SUPPLIED PASSAGE:

-=-=-=-=-

The tale of two controversies
Over the past several years two substantive controversies have dominated the political discourse in this country. No, I am not talking about transgender bathrooms, Russian election hacking, or a plethora of other B.S. minutia that the lame stream media have fixated on and which are all meaningless diversions from the real issues that confront us as a society. I am referring to border security and health care.
These two issues exemplify the political, social, and philosophical divide that envelops America at this time. These two issues couldn’t be more disparate in light of the foundation principles this country is built upon. Both are covered by the Constitution, one by inclusion and the other by exclusion.
As they are both important issues and one doesn’t take precedence over the other, let us address them in alphabetical order.
Article 4 Section 4 of the Constitution orders the federal government to protect the states from invasion. This is a requirement of the federal government, something they must do. To quote, “The United States shall guarantee to every State in the Union a Republican form of Government, and shall protect each of them against invasion.”
Now some will proclaim that hordes of illegal aliens and refugees streaming into our country does not constitute an invasion. Well, Webster’s dictionary defines invasion as “an incursion by a large number of people or things into a place or sphere, an unwelcome intrusion into another’s domain.” While many think that an invasion happens only when an armed military force overruns a border, they would be mistaken. We have been invaded and the federal government not only has the authority to put an end to the invasion, it has the obligation to do so.

-=-=-=-=-

PROBLEM TO WORK ON: In the passage about two controversies, what does Article 4 Section 4 of the Constitution order the federal government to do?

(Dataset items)
-=-=-=-=-

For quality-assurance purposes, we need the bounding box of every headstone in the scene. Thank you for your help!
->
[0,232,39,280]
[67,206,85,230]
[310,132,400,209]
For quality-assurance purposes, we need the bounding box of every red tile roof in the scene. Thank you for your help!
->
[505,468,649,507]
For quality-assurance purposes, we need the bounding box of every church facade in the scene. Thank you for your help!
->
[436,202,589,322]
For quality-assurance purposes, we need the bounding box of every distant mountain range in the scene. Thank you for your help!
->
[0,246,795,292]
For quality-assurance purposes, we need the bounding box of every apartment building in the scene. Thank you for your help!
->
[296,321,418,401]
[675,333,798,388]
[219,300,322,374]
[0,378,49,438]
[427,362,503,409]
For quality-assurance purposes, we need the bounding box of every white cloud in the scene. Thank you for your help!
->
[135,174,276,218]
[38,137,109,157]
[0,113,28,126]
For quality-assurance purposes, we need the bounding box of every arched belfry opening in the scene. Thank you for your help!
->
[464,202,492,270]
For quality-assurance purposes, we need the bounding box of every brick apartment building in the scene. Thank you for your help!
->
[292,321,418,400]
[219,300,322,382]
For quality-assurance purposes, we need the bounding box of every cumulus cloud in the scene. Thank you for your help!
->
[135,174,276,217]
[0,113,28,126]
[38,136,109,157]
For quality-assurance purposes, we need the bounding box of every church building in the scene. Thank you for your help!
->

-=-=-=-=-

OUTPUT BELOW: Protect the states from invasion.